Selected extract »
════

S&P Global Ratings has affirmed Taiwan’s sovereign credit rating with a stable outlook, saying that the nation might resume economic growth next year from an expected contraction this year caused by the COVID-19 pandemic.
The international agency maintains Taiwan’s long-term and short-term issuer credit ratings at “AA-” and “A-1+” respectively on belief that the nation’s robust asset positions, strong monetary flexibility and competitive private sector would uphold its credit profile amid the pandemic.
The affirmation came even though S&P Global said that Taiwan’s financial health would deteriorate modestly, owing to relief and stimulus measures.
The extra spending would not add much strain to government debt, the ratings agency said.
The pandemic could push Taiwan’s economy into a 1.2 percent decline with unemployment rising to 4.4 percent this year, it said.
Effective containment and mitigation, coupled with a strong healthcare system, has helped Taiwan avoid stringent lockdowns in many other parts of the region, allowing domestic economic activity to weather the storm better than its peers, S&P Global said.
Nevertheless, Taiwan’s open economy would be affected by softening external demand, a collapse in tourist arrivals and a dimming outlook for the semiconductor industry in the second half of this year, it said.
S&P Global said it expects the virus effects to be temporary, and as the crisis recedes, Taiwan would stage a strong economic recovery, led by its electronics manufacturing sector.
Taiwan’s semiconductor foundries have emerged unrivaled in making high-end integrated circuits, it said.

════

(Stored data entries)
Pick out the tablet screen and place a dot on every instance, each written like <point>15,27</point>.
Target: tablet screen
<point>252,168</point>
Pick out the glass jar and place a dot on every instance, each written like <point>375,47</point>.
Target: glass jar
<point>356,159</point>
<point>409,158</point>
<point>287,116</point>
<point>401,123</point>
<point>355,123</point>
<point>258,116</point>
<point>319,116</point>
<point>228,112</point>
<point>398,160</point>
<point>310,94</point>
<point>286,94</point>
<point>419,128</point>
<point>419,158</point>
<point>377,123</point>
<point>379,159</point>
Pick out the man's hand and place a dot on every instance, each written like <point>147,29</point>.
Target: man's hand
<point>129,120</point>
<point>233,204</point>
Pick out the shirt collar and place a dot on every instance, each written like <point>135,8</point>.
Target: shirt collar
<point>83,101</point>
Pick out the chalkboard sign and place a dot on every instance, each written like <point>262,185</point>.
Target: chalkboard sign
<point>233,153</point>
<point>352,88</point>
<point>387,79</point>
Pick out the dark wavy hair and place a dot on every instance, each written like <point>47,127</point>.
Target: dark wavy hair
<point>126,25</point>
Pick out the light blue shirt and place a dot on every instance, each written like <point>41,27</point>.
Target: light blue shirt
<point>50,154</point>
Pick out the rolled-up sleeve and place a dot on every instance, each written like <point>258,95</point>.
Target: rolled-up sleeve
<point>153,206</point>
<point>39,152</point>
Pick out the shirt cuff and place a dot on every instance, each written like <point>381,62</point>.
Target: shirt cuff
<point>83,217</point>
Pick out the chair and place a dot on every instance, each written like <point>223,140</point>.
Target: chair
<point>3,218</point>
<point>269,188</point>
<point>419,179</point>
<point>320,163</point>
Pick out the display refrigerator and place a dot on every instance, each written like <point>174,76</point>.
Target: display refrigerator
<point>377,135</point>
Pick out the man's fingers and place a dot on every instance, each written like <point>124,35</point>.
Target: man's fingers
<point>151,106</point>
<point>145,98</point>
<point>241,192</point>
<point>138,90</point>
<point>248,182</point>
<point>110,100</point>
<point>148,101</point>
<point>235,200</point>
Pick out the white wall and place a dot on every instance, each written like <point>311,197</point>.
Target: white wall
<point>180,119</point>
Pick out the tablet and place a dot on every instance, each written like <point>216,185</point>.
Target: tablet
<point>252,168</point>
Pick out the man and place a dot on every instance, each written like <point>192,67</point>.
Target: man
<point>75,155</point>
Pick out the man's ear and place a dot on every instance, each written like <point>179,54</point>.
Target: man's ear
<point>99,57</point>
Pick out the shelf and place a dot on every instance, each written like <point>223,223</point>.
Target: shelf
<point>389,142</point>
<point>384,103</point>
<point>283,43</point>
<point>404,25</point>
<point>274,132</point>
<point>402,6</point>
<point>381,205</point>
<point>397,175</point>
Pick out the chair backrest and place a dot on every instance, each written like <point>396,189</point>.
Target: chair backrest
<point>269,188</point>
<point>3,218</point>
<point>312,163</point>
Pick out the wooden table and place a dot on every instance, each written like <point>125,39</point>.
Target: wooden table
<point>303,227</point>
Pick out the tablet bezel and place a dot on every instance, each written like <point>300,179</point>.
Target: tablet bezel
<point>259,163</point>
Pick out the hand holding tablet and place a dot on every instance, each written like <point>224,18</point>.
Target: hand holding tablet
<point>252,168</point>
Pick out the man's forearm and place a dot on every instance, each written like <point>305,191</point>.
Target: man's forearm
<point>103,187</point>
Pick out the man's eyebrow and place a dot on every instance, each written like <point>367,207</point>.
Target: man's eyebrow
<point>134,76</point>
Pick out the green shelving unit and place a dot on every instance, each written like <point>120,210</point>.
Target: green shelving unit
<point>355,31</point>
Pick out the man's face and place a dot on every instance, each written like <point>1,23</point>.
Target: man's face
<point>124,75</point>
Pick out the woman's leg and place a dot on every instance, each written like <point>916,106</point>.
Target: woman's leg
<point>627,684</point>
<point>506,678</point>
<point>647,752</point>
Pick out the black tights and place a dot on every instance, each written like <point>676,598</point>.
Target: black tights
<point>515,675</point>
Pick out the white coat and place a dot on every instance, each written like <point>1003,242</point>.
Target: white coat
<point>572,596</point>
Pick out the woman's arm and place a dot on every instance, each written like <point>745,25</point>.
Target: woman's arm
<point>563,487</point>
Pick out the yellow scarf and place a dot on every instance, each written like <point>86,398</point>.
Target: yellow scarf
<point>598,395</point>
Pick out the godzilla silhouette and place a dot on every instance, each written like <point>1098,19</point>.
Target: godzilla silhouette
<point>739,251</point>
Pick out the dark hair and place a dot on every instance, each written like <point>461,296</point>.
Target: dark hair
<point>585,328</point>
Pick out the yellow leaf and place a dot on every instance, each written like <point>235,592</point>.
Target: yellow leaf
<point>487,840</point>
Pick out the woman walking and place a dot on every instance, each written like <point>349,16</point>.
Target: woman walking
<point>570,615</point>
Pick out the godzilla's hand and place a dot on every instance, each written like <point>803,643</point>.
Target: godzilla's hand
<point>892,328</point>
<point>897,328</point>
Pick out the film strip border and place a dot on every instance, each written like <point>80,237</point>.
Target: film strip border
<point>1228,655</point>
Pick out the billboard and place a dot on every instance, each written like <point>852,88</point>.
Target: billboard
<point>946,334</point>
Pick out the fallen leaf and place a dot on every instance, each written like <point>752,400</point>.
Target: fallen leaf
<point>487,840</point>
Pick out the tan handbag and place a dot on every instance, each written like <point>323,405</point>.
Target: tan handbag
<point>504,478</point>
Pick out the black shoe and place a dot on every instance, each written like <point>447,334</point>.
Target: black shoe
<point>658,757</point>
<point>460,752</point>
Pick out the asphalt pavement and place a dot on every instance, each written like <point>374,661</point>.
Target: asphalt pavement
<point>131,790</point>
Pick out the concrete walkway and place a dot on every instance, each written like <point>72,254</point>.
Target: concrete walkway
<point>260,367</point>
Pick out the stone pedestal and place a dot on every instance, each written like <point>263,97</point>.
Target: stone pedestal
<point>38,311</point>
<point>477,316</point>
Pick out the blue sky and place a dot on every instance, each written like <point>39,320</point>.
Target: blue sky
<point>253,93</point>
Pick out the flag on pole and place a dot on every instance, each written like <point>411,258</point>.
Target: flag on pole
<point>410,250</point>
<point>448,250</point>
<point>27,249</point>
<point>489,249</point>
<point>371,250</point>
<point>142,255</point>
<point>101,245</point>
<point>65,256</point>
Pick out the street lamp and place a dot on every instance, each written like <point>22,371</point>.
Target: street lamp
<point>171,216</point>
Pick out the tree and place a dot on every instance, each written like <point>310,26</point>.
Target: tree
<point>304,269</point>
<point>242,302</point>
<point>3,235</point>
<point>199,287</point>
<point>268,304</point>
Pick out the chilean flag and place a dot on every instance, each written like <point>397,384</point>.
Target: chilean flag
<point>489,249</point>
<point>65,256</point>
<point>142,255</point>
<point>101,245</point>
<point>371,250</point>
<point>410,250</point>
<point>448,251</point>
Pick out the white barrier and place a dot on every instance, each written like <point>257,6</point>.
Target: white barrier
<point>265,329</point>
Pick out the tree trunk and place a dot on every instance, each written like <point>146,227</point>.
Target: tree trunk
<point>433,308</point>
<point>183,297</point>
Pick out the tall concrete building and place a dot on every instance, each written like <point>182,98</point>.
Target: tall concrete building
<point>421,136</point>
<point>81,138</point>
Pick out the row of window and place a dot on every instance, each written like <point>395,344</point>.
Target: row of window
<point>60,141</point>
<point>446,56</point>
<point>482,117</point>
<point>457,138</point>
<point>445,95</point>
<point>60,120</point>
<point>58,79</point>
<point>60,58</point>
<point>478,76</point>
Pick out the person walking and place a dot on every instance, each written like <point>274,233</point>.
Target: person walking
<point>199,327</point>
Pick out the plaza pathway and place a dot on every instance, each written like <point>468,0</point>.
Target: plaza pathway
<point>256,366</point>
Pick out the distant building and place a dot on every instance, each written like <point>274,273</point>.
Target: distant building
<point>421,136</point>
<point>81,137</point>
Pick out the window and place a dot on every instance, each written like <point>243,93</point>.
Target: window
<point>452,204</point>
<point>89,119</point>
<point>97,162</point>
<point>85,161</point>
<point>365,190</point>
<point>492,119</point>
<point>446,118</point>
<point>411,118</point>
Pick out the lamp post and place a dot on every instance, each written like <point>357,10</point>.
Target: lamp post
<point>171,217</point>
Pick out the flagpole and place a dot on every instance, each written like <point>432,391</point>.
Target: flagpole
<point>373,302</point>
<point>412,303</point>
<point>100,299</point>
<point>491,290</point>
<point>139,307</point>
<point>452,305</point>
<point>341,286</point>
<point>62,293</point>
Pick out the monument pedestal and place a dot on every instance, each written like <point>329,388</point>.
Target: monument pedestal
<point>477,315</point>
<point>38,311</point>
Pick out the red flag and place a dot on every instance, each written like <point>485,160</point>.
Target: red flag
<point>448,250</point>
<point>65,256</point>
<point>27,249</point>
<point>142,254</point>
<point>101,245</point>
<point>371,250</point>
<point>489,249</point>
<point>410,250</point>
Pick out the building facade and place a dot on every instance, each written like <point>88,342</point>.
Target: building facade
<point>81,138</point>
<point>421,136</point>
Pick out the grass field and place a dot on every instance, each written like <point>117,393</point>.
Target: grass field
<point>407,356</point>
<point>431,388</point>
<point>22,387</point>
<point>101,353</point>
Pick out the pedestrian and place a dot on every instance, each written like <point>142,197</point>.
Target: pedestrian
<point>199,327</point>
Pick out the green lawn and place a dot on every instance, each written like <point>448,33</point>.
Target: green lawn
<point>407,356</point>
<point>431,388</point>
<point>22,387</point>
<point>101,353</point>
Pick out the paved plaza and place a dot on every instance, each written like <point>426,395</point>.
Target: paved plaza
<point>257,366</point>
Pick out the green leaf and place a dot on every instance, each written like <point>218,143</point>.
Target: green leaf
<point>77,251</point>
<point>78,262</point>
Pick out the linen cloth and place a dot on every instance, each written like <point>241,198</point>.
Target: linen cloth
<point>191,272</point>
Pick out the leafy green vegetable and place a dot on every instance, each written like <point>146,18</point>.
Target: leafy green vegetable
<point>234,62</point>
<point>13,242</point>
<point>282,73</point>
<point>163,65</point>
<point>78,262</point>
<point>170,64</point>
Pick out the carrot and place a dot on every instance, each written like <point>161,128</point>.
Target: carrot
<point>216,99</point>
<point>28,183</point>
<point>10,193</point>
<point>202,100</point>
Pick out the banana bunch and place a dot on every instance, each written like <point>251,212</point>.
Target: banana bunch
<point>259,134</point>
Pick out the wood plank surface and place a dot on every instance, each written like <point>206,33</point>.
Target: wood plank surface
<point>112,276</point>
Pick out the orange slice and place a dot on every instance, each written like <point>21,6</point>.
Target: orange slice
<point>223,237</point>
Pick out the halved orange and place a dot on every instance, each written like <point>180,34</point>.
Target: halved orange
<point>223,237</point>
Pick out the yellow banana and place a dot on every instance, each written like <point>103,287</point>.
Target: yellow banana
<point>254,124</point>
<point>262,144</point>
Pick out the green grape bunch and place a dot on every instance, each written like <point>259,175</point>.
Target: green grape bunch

════

Work instructions »
a – In the article on Taiwan's credit rating, what unemployment rate does S&P Global expect for Taiwan this year?
b – Extend the article on Taiwan's credit rating past its last sentence.
The data above has nothing to do with the article on Taiwan's credit rating.

Results in order »
a – 4.4 percent.

b –
“Demand for advanced chips from 5G network deployment, big data processing, analytics and artificial intelligence will drive investment growth and economic activity,” S&P Global said.
Taiwan’s GDP would rebound 4 percent next year, it added.
The ratings agency looked at the marginal investment benefit from the relocation of some production chains by Taiwanese manufacturers to respond to mounting costs in China, US-China trade tensions and incentives from Taiwan’s government.
S&P Global said it might lower Taiwan’s credit ratings if its fiscal deficit widens structurally due to a failure to adjust to unfavorable demographics or external shocks, resulting in higher government debt.
Taiwan has one of the fastest-aging populations in Asia, which can limit long-term growth potential in the absence of productivity growth, the agency said.
Credit downgrades might also occur if cross-strait relations sour, resulting in heightened geopolitical risks and adverse effects on economic performance, S&P Global said.
For the time being, cross-strait and international trade relations remain conducive to Taiwan’s economic stability, it said.